[Rows from a dataset for labeling boxes]
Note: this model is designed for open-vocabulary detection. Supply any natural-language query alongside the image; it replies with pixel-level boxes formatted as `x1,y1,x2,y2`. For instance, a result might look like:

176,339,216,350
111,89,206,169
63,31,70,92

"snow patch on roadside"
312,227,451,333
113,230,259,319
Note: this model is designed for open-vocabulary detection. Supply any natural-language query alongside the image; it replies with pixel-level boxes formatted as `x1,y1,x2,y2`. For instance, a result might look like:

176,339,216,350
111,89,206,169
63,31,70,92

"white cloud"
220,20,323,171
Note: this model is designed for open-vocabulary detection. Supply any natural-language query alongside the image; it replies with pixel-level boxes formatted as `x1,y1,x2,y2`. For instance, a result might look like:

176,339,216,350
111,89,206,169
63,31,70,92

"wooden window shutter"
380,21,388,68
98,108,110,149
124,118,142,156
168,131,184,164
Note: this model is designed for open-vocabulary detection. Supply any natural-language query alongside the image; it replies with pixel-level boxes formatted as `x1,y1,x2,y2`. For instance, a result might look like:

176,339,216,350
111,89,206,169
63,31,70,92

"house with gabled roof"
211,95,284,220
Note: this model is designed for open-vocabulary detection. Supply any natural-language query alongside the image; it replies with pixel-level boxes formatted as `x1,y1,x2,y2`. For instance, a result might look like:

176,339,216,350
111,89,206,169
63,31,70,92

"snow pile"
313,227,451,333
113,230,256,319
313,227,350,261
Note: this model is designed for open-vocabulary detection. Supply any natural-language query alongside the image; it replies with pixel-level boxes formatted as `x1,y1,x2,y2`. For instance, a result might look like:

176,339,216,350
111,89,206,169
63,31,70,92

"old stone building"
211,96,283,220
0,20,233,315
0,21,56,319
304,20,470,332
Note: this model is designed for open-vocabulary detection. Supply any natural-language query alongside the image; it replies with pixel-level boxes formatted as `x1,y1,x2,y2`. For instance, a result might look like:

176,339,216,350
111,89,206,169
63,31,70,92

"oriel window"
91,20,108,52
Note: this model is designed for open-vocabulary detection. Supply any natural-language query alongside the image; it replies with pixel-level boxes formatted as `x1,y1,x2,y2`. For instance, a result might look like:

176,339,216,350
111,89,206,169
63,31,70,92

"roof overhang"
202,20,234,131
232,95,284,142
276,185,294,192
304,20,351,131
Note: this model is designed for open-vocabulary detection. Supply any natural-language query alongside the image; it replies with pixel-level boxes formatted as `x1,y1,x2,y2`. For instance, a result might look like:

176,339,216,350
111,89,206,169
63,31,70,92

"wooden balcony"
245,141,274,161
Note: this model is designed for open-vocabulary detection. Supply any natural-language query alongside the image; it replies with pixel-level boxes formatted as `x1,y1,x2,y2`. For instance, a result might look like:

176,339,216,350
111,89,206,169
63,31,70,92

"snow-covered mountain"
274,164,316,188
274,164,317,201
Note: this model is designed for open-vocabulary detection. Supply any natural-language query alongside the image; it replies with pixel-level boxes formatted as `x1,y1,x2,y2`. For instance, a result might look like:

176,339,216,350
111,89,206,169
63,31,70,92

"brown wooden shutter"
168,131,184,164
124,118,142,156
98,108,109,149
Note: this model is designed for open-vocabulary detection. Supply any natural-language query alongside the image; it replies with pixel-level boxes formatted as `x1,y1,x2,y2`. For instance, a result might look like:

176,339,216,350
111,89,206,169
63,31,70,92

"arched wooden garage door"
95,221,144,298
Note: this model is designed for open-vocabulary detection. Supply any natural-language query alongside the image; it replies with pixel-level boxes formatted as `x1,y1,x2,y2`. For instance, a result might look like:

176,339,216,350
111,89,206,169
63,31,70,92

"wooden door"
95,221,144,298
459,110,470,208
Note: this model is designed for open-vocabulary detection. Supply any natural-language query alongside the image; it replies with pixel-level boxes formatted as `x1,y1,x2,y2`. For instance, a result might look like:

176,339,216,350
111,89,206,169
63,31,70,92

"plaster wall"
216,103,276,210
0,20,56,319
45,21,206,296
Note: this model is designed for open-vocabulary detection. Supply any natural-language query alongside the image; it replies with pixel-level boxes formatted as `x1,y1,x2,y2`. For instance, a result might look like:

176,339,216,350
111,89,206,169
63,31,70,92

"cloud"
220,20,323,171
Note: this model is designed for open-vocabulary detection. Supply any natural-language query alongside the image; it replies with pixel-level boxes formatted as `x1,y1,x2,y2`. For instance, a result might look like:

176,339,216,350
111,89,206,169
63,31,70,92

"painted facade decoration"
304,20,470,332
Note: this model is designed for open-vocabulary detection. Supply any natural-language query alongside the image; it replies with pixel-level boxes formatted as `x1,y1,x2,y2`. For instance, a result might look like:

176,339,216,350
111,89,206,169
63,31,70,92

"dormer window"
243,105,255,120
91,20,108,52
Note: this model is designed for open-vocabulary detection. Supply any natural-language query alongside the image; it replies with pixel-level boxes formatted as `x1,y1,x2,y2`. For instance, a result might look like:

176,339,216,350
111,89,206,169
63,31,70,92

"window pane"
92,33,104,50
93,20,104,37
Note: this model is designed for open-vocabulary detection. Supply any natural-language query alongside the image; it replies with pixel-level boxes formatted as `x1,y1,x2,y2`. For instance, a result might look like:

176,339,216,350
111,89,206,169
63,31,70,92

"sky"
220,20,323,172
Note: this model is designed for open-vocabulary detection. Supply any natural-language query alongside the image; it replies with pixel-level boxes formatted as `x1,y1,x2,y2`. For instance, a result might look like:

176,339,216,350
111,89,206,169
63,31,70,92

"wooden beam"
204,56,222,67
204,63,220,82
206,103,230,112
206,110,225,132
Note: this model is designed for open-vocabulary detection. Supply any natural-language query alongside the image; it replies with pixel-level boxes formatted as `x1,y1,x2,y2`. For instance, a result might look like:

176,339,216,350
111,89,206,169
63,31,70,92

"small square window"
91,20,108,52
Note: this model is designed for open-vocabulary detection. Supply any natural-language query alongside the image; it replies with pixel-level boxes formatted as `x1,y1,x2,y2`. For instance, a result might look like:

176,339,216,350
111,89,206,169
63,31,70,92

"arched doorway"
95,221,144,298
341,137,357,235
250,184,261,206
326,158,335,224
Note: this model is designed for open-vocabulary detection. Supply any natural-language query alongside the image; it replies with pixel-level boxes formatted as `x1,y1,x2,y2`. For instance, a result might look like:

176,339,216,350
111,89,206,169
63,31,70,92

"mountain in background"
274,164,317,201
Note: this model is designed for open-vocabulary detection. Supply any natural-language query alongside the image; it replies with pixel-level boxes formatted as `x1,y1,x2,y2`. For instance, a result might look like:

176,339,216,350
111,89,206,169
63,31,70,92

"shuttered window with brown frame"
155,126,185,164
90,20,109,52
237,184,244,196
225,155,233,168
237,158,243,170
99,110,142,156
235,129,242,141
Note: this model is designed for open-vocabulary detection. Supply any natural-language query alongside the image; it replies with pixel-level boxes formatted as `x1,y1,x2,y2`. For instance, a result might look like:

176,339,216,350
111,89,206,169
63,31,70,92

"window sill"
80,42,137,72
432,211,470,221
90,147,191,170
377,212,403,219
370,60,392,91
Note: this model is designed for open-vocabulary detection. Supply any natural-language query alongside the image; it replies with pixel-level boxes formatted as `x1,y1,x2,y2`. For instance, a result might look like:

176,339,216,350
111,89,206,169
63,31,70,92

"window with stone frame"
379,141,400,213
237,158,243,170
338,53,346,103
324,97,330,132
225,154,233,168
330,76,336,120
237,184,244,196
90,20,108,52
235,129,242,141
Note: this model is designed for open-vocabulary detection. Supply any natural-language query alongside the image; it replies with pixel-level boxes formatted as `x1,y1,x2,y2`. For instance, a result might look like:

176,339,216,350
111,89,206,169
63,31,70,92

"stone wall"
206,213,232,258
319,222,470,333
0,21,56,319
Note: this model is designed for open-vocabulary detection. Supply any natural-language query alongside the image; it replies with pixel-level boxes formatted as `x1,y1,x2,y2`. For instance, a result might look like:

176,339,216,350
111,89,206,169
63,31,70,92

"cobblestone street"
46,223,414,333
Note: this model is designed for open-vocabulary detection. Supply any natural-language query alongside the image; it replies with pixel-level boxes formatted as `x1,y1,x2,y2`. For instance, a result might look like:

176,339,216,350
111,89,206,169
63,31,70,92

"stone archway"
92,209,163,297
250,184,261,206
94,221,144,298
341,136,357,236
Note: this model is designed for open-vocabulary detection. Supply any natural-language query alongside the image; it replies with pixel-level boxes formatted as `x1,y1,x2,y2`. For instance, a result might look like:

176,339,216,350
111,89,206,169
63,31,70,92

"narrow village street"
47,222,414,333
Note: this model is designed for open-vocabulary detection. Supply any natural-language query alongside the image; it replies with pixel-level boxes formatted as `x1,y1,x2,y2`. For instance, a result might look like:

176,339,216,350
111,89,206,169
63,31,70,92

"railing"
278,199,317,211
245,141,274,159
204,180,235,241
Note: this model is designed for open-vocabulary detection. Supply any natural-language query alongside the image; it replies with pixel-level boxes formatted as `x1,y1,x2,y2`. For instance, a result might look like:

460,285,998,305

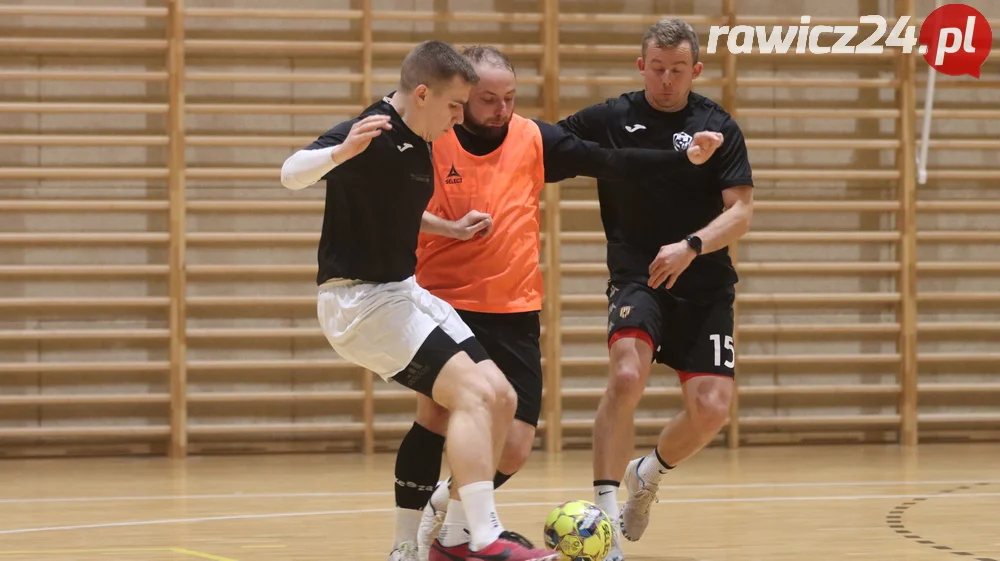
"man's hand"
452,210,493,240
648,241,697,289
330,115,392,165
688,131,723,166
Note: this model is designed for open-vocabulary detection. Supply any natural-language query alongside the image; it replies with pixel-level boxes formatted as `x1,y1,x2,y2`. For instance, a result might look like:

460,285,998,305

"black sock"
396,423,444,510
493,470,514,489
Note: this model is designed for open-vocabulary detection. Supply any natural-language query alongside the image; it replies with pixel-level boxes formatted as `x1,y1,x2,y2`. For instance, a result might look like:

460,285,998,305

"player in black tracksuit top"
559,20,753,561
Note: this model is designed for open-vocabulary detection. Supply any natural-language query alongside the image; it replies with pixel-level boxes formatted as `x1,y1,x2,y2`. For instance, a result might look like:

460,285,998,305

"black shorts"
607,282,736,380
392,327,489,399
457,310,542,427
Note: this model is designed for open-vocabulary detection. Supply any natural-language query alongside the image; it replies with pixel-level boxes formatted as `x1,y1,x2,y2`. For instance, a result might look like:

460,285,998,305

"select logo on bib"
920,4,993,78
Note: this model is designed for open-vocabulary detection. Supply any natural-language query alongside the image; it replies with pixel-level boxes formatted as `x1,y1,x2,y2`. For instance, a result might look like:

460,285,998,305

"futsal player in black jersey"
559,19,753,561
281,41,557,561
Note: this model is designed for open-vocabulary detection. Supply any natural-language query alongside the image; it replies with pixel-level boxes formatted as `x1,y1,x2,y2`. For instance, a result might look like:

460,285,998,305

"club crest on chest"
674,131,692,152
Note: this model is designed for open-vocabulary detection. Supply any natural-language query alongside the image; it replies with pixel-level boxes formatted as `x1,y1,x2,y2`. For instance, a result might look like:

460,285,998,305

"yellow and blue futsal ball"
545,501,612,561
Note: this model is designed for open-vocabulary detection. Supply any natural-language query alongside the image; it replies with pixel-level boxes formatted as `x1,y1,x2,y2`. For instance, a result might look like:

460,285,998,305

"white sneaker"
604,526,625,561
389,542,418,561
417,483,448,561
618,456,660,542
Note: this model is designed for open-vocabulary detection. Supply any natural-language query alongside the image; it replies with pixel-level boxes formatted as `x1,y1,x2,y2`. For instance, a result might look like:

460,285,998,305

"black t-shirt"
306,97,434,284
559,91,753,296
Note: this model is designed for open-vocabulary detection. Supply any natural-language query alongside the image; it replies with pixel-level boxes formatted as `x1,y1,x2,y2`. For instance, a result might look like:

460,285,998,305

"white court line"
0,489,1000,536
0,479,1000,504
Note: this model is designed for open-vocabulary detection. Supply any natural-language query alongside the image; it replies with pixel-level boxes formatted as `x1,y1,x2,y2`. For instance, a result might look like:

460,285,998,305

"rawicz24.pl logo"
706,4,993,78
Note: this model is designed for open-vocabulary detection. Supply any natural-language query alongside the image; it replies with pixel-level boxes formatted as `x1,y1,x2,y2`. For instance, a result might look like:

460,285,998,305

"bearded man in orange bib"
390,46,723,561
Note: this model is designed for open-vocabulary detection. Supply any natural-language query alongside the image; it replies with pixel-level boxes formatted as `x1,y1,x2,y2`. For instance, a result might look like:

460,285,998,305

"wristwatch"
685,234,701,255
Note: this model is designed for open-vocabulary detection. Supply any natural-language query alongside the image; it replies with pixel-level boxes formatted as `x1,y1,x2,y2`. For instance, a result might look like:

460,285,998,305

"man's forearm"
694,201,753,254
420,210,456,238
580,148,694,181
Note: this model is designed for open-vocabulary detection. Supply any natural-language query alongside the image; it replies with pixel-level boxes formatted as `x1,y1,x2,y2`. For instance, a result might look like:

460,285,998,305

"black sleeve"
304,118,367,181
705,117,753,190
556,102,611,142
305,119,360,150
535,120,693,183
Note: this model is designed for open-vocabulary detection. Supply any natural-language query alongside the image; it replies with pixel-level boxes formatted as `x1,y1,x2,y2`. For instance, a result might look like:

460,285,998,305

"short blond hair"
642,18,698,64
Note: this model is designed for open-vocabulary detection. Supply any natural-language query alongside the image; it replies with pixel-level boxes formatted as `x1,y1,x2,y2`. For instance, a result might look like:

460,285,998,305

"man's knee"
476,360,517,418
497,420,535,474
608,339,652,407
416,394,449,436
685,376,733,431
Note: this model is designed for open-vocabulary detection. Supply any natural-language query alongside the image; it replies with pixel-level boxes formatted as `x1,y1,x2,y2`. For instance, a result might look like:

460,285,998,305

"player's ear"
413,84,430,106
692,62,705,79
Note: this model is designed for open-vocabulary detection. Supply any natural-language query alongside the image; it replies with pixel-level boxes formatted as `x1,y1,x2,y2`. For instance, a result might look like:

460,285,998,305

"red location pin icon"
919,4,993,78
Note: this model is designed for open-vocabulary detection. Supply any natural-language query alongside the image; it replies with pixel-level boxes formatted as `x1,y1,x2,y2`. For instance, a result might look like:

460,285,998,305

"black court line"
885,483,998,561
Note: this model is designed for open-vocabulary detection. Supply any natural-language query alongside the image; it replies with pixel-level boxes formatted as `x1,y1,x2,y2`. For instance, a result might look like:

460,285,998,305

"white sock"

* [Written task]
Pull out the entries verbatim, starting at the first line of the entries and ending at the line that contains "313,227,350,261", with both ends included.

* [Task answer]
Note: this model is designed for open-vocabulary detection. Supply any natural-language query alongside the image; it replies with pixel-level boxes formatted as `x1,y1,x2,y2`. For instance, a result might look like:

176,339,216,350
111,89,206,169
63,31,70,92

"snow patch on roadside"
312,227,451,333
113,230,259,319
Note: this model is designed for open-vocabulary detection. Supply any natural-language query alongside the image; it replies with pixel-level boxes formatted as `x1,y1,x2,y2`. For instance, a result might look like:

176,339,216,350
111,89,206,169
63,31,70,92

"white cloud"
220,20,323,171
Note: this model is designed for open-vocabulary detection. Supply any natural-language query alongside the image; it replies with pixel-level boxes formatted as `x1,y1,x2,y2`. For instance, a result might look like:

176,339,216,350
111,89,206,169
63,31,70,92

"wooden window shutter"
380,21,388,68
98,108,110,149
124,118,142,156
168,131,184,164
Note: this model is designed for open-vocabulary detection. Supply any natural-language query alongside the image; it replies with pixel-level boxes formatted as `x1,y1,x2,y2`. For instance, a result might look like:

176,339,216,350
111,89,206,169
63,31,70,92

"house with gabled roof"
211,95,284,220
Note: this model is designed for open-vocabulary detection. Supply any natural-language query alongside the image; it replies with pixel-level boxes formatted as `x1,y1,x2,y2`. For instance, a result might look like:

176,339,216,350
111,89,206,169
63,31,70,92

"snow pile"
313,227,451,333
113,230,256,319
313,227,350,261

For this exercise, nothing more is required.